(Actions to take)
1. According to the method reference, what is the default transparency for a linefill?
2. Reproduce the method reference word for word, from "Creates DrawingTypes/Line object" up to and including "other, fillColor, transparency)".

(Extract provided)

Returns: DrawingTypes/Label object
method createLine(this, other, properties)
Creates DrawingTypes/Line object from one DrawingTypes/Point to other
Namespace types: chart.point
Parameters:
this (chart.point) : First DrawingTypes/Point object
other (chart.point) : Second DrawingTypes/Point object
properties (LineProperties) : DrawingTypes/LineProperties object. Default set to na - meaning default values are used.
Returns: DrawingTypes/Line object
method createLinefill(this, other, fillColor, transparency)
Creates DrawingTypes/Linefill object from DrawingTypes/Line object to other DrawingTypes/Line object
Namespace types: Line
Parameters:
this (Line) : First DrawingTypes/Line object
other (Line) : Other DrawingTypes/Line object
fillColor (color) : fill color of linefill. Default is color.blue
transparency (int) : fill transparency for linefill. Default is 80
Returns: Array of DrawingTypes/Linefill object
method createBox(this, other, properties, textProperties)
Creates DrawingTypes/Box object from one DrawingTypes/Point to other
Namespace types: chart.point
Parameters:
this (chart.point) : First DrawingTypes/Point object
other (chart.point) : Second DrawingTypes/Point object
properties (BoxProperties) : DrawingTypes/BoxProperties object. Default set to na - meaning default values are used.

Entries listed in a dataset
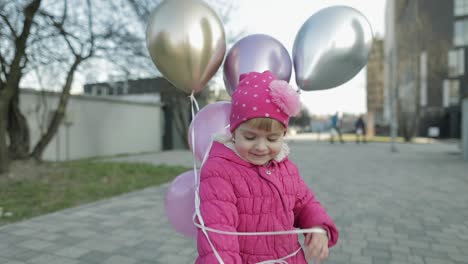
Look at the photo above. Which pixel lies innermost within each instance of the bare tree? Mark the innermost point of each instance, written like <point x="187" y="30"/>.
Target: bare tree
<point x="14" y="33"/>
<point x="61" y="35"/>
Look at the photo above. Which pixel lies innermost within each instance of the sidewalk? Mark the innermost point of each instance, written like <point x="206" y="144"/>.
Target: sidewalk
<point x="405" y="207"/>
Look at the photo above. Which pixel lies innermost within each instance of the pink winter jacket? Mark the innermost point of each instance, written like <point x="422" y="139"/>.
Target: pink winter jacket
<point x="238" y="196"/>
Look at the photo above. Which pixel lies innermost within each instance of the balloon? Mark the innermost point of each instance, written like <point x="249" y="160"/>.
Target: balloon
<point x="186" y="41"/>
<point x="331" y="47"/>
<point x="180" y="204"/>
<point x="210" y="120"/>
<point x="258" y="53"/>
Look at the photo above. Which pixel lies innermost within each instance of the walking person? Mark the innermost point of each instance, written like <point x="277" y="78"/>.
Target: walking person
<point x="360" y="130"/>
<point x="335" y="128"/>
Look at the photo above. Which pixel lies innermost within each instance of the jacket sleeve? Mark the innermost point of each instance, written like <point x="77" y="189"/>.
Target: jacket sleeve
<point x="308" y="211"/>
<point x="218" y="211"/>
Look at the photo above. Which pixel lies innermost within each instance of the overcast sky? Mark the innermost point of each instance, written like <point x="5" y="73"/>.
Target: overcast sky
<point x="282" y="19"/>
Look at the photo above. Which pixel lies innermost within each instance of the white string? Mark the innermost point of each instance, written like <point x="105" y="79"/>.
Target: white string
<point x="197" y="213"/>
<point x="280" y="260"/>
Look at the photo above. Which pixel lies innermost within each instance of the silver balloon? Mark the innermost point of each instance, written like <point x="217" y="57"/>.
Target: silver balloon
<point x="331" y="47"/>
<point x="186" y="41"/>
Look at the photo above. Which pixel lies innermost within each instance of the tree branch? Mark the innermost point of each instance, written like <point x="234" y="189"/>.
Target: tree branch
<point x="10" y="26"/>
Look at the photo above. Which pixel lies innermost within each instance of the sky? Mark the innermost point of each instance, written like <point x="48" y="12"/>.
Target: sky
<point x="282" y="19"/>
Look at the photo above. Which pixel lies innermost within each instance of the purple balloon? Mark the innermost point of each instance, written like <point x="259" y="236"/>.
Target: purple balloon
<point x="180" y="204"/>
<point x="210" y="120"/>
<point x="258" y="53"/>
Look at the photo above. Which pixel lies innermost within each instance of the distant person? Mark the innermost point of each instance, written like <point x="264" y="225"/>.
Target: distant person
<point x="335" y="128"/>
<point x="360" y="129"/>
<point x="248" y="184"/>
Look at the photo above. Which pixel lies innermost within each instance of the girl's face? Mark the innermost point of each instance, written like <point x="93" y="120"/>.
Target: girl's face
<point x="257" y="146"/>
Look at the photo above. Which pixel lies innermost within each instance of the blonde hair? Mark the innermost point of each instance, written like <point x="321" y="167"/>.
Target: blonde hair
<point x="267" y="124"/>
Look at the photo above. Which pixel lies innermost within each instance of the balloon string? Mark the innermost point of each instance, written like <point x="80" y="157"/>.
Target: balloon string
<point x="193" y="105"/>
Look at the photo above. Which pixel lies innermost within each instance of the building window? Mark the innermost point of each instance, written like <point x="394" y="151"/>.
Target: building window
<point x="423" y="79"/>
<point x="460" y="7"/>
<point x="456" y="62"/>
<point x="460" y="34"/>
<point x="451" y="92"/>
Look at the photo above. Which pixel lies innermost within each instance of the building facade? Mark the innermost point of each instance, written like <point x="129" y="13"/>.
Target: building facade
<point x="175" y="104"/>
<point x="375" y="90"/>
<point x="418" y="38"/>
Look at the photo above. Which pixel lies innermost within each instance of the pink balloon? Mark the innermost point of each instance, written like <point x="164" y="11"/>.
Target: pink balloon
<point x="210" y="120"/>
<point x="257" y="52"/>
<point x="180" y="204"/>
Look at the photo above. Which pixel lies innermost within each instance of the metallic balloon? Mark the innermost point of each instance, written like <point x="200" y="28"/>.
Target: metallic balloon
<point x="258" y="53"/>
<point x="331" y="47"/>
<point x="187" y="43"/>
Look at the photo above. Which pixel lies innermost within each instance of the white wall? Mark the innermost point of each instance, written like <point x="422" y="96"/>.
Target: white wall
<point x="465" y="128"/>
<point x="98" y="126"/>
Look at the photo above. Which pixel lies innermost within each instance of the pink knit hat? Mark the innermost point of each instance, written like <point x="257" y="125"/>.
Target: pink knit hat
<point x="262" y="95"/>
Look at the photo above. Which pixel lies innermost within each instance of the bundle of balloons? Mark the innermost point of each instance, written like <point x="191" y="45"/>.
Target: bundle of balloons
<point x="186" y="41"/>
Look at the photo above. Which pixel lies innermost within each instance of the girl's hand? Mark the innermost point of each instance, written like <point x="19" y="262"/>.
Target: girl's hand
<point x="316" y="247"/>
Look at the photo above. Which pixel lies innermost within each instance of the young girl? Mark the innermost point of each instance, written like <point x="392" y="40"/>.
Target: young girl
<point x="249" y="185"/>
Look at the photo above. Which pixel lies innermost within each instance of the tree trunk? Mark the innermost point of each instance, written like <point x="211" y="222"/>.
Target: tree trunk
<point x="10" y="87"/>
<point x="18" y="130"/>
<point x="58" y="114"/>
<point x="4" y="159"/>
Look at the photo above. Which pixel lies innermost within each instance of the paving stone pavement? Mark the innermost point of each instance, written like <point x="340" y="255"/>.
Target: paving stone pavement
<point x="405" y="207"/>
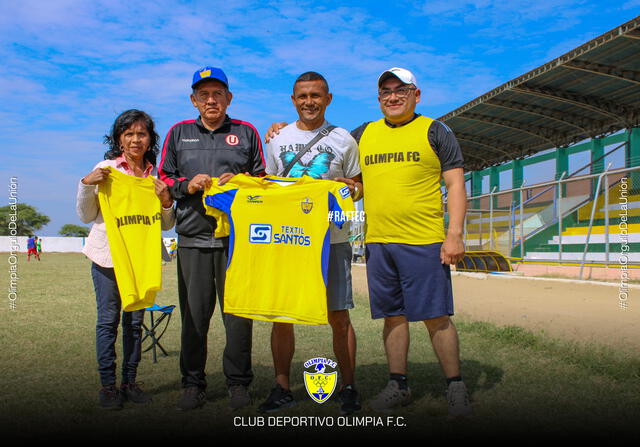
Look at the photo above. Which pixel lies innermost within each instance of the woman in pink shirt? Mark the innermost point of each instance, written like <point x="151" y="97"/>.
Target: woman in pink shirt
<point x="133" y="147"/>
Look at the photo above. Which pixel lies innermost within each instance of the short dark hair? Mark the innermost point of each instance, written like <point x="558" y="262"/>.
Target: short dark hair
<point x="311" y="76"/>
<point x="125" y="120"/>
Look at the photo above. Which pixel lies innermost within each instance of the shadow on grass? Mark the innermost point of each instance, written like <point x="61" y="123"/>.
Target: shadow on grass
<point x="426" y="379"/>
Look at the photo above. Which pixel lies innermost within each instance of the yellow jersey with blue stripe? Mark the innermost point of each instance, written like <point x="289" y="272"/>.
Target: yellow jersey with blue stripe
<point x="278" y="244"/>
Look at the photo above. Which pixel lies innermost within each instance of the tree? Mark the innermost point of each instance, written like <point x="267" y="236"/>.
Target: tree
<point x="71" y="230"/>
<point x="21" y="219"/>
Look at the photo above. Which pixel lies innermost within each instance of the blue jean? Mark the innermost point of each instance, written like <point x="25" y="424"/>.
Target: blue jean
<point x="109" y="307"/>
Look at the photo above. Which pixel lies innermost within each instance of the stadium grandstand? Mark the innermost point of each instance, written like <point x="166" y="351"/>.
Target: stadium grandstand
<point x="581" y="220"/>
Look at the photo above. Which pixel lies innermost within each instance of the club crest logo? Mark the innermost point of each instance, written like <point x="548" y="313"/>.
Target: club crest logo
<point x="306" y="205"/>
<point x="232" y="140"/>
<point x="320" y="378"/>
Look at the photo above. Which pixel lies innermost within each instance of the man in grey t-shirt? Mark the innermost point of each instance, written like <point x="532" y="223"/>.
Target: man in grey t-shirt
<point x="334" y="157"/>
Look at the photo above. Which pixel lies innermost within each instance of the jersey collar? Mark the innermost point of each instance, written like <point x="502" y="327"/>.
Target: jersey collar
<point x="393" y="126"/>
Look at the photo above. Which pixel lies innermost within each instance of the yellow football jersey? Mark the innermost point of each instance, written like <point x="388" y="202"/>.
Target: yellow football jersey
<point x="278" y="244"/>
<point x="132" y="215"/>
<point x="401" y="174"/>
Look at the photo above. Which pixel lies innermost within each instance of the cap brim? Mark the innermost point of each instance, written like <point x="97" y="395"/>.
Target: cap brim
<point x="211" y="78"/>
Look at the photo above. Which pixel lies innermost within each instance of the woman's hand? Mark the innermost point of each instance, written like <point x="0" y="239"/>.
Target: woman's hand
<point x="162" y="191"/>
<point x="199" y="183"/>
<point x="96" y="176"/>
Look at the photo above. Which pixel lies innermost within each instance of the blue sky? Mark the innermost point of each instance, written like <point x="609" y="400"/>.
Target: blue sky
<point x="70" y="67"/>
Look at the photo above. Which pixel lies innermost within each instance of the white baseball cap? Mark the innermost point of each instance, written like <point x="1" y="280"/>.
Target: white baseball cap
<point x="401" y="73"/>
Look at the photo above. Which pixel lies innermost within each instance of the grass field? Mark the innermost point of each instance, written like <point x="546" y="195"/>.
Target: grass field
<point x="523" y="385"/>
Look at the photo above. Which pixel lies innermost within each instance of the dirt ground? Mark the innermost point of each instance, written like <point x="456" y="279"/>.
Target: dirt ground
<point x="586" y="312"/>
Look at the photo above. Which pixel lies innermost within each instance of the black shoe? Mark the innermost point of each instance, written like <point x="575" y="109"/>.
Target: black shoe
<point x="132" y="392"/>
<point x="278" y="399"/>
<point x="192" y="398"/>
<point x="110" y="398"/>
<point x="349" y="402"/>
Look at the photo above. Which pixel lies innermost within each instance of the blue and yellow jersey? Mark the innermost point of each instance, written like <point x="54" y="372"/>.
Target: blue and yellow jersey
<point x="278" y="244"/>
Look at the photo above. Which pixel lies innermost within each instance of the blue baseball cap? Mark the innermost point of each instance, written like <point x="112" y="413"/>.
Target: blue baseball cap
<point x="209" y="73"/>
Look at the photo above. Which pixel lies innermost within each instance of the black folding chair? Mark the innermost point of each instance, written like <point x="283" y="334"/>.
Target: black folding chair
<point x="157" y="325"/>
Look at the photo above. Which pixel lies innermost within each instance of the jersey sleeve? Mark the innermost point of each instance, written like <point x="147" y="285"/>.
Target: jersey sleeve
<point x="341" y="206"/>
<point x="357" y="133"/>
<point x="217" y="201"/>
<point x="351" y="163"/>
<point x="445" y="145"/>
<point x="271" y="164"/>
<point x="256" y="163"/>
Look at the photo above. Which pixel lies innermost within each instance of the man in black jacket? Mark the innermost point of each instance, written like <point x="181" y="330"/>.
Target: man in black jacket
<point x="193" y="152"/>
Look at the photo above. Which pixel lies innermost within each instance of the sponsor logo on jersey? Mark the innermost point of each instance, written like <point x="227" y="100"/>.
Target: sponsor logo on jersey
<point x="260" y="233"/>
<point x="232" y="140"/>
<point x="306" y="205"/>
<point x="320" y="378"/>
<point x="288" y="235"/>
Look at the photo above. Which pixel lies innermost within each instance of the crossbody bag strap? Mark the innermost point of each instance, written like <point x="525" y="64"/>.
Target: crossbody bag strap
<point x="323" y="133"/>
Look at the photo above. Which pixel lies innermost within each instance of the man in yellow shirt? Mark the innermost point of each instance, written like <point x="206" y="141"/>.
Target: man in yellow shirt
<point x="403" y="158"/>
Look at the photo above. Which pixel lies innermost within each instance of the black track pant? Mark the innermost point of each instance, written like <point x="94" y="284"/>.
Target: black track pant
<point x="201" y="273"/>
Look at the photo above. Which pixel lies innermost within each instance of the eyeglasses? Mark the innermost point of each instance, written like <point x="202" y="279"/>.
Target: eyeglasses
<point x="401" y="92"/>
<point x="203" y="96"/>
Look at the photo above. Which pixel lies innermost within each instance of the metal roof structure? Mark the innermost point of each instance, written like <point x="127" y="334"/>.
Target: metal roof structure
<point x="590" y="91"/>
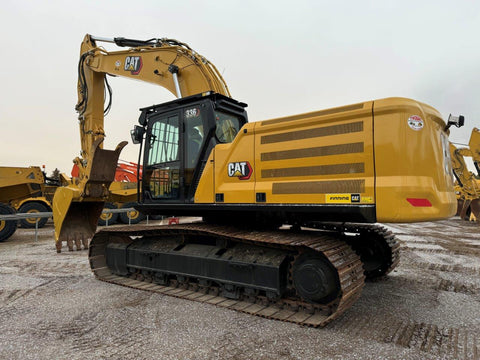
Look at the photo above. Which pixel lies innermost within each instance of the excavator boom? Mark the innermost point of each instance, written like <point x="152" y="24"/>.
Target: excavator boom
<point x="164" y="62"/>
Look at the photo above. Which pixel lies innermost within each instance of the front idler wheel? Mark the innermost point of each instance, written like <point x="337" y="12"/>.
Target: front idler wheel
<point x="315" y="278"/>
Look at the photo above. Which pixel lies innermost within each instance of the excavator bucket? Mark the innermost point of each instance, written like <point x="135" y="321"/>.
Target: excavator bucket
<point x="463" y="206"/>
<point x="475" y="209"/>
<point x="77" y="207"/>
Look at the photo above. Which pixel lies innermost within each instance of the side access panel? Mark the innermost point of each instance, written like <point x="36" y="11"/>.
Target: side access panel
<point x="322" y="158"/>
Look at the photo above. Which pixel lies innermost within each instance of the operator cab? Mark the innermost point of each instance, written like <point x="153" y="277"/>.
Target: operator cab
<point x="177" y="138"/>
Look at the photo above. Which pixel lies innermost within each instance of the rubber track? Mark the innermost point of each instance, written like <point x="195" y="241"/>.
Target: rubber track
<point x="343" y="258"/>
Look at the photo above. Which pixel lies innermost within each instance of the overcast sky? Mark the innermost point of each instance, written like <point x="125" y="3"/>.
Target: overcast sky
<point x="280" y="57"/>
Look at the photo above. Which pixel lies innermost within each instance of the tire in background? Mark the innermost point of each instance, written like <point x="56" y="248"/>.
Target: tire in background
<point x="135" y="216"/>
<point x="32" y="207"/>
<point x="112" y="217"/>
<point x="7" y="227"/>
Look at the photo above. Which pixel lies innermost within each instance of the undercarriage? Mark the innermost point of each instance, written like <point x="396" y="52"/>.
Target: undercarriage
<point x="309" y="277"/>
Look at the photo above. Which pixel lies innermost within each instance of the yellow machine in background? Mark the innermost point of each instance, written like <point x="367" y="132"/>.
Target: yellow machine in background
<point x="468" y="185"/>
<point x="328" y="174"/>
<point x="23" y="190"/>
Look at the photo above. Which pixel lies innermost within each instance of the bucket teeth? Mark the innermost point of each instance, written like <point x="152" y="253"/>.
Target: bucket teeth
<point x="75" y="242"/>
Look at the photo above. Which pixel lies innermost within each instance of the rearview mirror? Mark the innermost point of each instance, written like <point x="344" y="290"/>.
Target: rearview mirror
<point x="137" y="134"/>
<point x="458" y="121"/>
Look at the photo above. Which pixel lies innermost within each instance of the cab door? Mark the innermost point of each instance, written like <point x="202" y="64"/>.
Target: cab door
<point x="162" y="178"/>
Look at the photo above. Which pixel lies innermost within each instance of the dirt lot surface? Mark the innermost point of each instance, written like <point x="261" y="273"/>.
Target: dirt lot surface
<point x="51" y="307"/>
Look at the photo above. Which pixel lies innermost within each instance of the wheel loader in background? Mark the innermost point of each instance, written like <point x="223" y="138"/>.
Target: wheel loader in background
<point x="467" y="184"/>
<point x="288" y="204"/>
<point x="24" y="190"/>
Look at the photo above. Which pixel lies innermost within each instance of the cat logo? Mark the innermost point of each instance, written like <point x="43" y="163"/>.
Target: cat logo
<point x="243" y="170"/>
<point x="133" y="64"/>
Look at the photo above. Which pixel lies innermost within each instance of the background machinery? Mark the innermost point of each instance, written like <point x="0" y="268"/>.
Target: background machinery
<point x="467" y="184"/>
<point x="122" y="194"/>
<point x="24" y="190"/>
<point x="287" y="203"/>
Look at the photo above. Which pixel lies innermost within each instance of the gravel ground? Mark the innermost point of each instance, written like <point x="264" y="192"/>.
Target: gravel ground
<point x="428" y="308"/>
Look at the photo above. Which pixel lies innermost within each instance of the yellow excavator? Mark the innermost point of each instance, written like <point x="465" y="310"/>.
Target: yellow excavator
<point x="467" y="184"/>
<point x="288" y="204"/>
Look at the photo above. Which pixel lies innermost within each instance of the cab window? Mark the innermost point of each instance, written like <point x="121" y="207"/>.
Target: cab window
<point x="227" y="126"/>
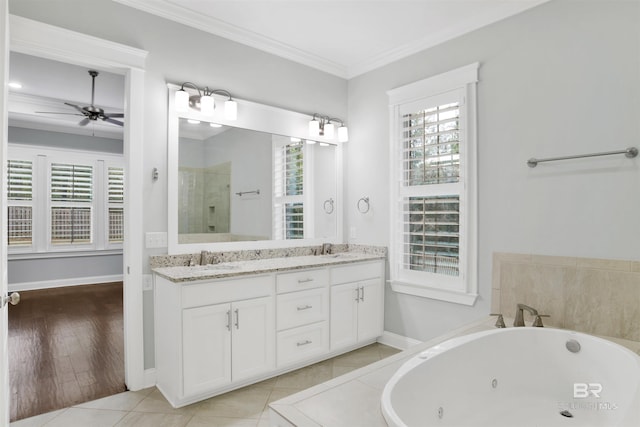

(Outputs for the tasks)
1. 80

2.
Creates DrawingTypes/Line object from one DrawingTypes/Point to other
Namespace types: chart.point
Parameters:
this (chart.point) : First DrawingTypes/Point object
other (chart.point) : Second DrawingTypes/Point object
properties (LineProperties) : DrawingTypes/LineProperties object. Default set to na - meaning default values are used.
Returns: DrawingTypes/Line object
method createLinefill(this, other, fillColor, transparency)